### Do this:
Scale the stretch from the line containing "Where on it might I find the townhouse?" through the end of the records, both ends included: reproduce every line, requests included, but multiply each bounding-box coordinate in the answers by 1.9 and round to whole numbers, with halves rounded up.
— START Recorded data —
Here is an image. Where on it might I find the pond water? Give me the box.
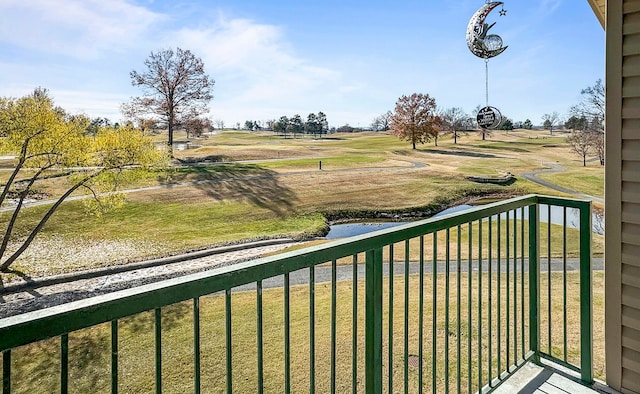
[326,204,604,239]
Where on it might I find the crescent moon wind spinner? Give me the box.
[467,1,507,130]
[467,1,508,59]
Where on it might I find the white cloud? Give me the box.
[166,15,341,117]
[0,0,165,58]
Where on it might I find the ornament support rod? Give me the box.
[484,59,489,107]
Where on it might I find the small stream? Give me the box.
[326,204,604,239]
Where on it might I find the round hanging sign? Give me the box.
[476,107,502,129]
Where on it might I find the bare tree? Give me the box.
[440,107,469,144]
[371,111,393,131]
[391,93,442,149]
[570,79,605,165]
[130,48,214,152]
[542,112,560,134]
[567,131,593,167]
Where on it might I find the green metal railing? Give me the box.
[0,195,593,393]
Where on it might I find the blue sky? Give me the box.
[0,0,604,126]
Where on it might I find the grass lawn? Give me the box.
[3,272,604,393]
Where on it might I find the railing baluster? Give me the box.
[513,210,518,365]
[284,272,291,393]
[504,211,515,371]
[496,214,502,377]
[562,207,567,362]
[467,222,473,393]
[111,320,118,394]
[547,204,553,356]
[155,308,162,394]
[60,334,69,394]
[256,280,264,393]
[580,201,593,384]
[351,254,358,394]
[444,228,451,393]
[224,289,233,394]
[520,207,527,358]
[456,225,462,393]
[331,260,338,394]
[487,216,500,387]
[193,297,200,394]
[432,232,438,393]
[365,248,382,394]
[418,236,424,392]
[309,266,316,393]
[529,204,540,363]
[404,240,409,393]
[388,244,394,394]
[478,219,484,391]
[2,350,11,394]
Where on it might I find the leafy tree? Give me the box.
[567,131,593,167]
[0,88,162,271]
[316,111,329,138]
[87,117,111,135]
[130,48,214,152]
[304,112,329,138]
[182,117,213,138]
[391,93,442,149]
[336,123,356,133]
[304,112,318,135]
[542,112,560,134]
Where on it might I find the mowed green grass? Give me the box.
[0,130,601,280]
[3,272,604,393]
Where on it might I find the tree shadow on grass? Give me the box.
[394,149,501,159]
[162,164,297,217]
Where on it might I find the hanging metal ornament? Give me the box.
[467,1,507,59]
[467,1,507,129]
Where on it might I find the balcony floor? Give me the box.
[494,362,617,394]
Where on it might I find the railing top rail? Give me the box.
[0,195,590,351]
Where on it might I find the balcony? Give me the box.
[0,195,602,393]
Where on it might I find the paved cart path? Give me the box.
[0,235,603,317]
[521,163,604,204]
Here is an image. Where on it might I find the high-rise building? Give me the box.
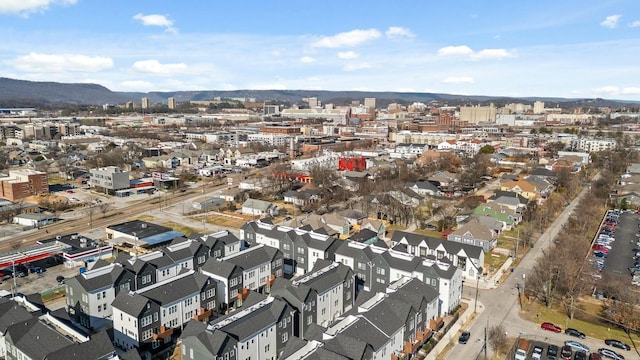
[533,101,544,114]
[364,98,376,110]
[307,97,319,109]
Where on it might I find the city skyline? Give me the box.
[0,0,640,100]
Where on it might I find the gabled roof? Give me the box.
[349,229,378,242]
[5,318,73,359]
[47,331,115,360]
[242,199,273,212]
[451,219,493,240]
[200,257,238,279]
[111,291,149,317]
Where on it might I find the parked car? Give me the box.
[598,348,624,360]
[540,322,562,333]
[531,345,544,360]
[458,331,471,344]
[564,328,587,339]
[564,340,590,352]
[604,339,631,351]
[560,345,573,360]
[573,351,587,360]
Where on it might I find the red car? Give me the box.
[540,322,562,333]
[591,245,609,254]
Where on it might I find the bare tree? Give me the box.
[487,324,507,352]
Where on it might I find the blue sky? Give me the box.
[0,0,640,100]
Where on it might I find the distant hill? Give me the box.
[0,77,638,107]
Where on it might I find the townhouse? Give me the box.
[112,270,219,352]
[197,230,246,259]
[271,260,356,338]
[292,278,442,359]
[335,239,463,314]
[180,293,294,360]
[391,231,485,280]
[64,263,135,330]
[218,244,284,293]
[240,220,338,275]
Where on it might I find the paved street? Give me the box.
[447,184,602,360]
— END Recorded data —
### Result of this exercise:
Where on it might I find the townhouse? Give me the box.
[213,513,416,669]
[374,437,467,492]
[515,494,676,642]
[555,528,840,682]
[637,454,880,597]
[342,557,559,684]
[743,439,922,532]
[122,500,257,627]
[414,464,540,557]
[456,418,642,523]
Where on it might I find the paved street? Give me the box.
[849,350,1144,684]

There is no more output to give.